More Bikes!

Do retailers have a point that stores need parking in order to thrive? Perhaps, in some parts of cities (and suburbs) that aren't so densely populated; however in areas where parking is nearly nonexistent, but public transit is efficient, and there is a lot of foot and bike traffic, I'd argue cars just cause pollution. Of course, I may be biased, since I went over 20 years without owning a car, but still....

Oh, and in the print edition of this article comes this trivial pursuit question: who invented the parking meter? (answer below)

No Parking

The Parking Fix - WSJ.com

...Since the parking meter was first introduced 70 years ago, in Oklahoma City, the field has been dominated by two simple maxims: Cities can never have too much parking, and it can never be cheap enough.

_Data block_:
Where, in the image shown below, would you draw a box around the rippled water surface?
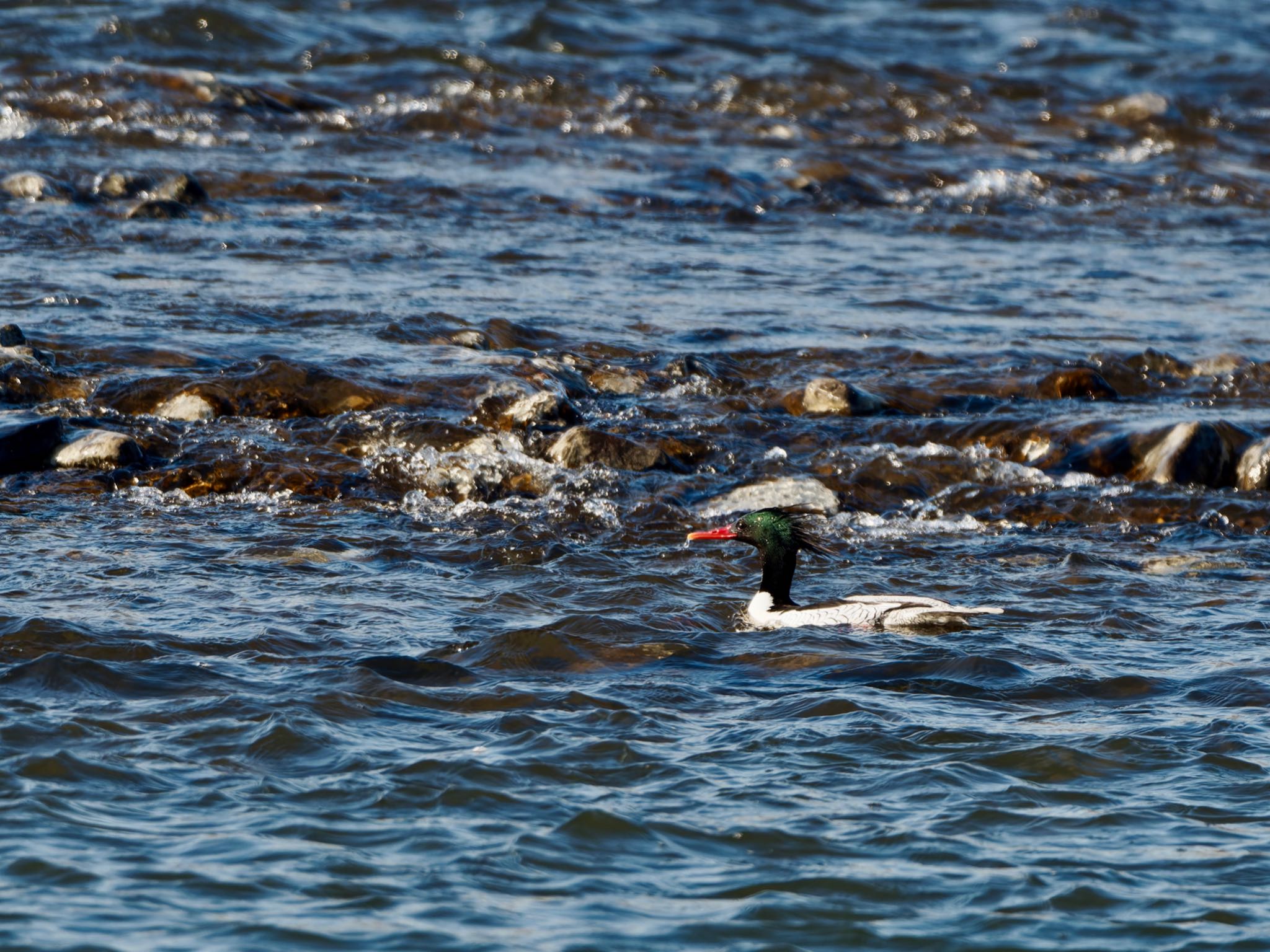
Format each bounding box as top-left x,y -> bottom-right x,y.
0,0 -> 1270,952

_Aim of the exercise_:
Return, verbatim, the portion of the parking text between "The Parking Fix" and "be cheap enough.", inclusive.

_Correct result_:
The Parking Fix - WSJ.com

...Since the parking meter was first introduced 70 years ago, in Oklahoma City, the field has been dominated by two simple maxims: Cities can never have too much parking, and it can never be cheap enough.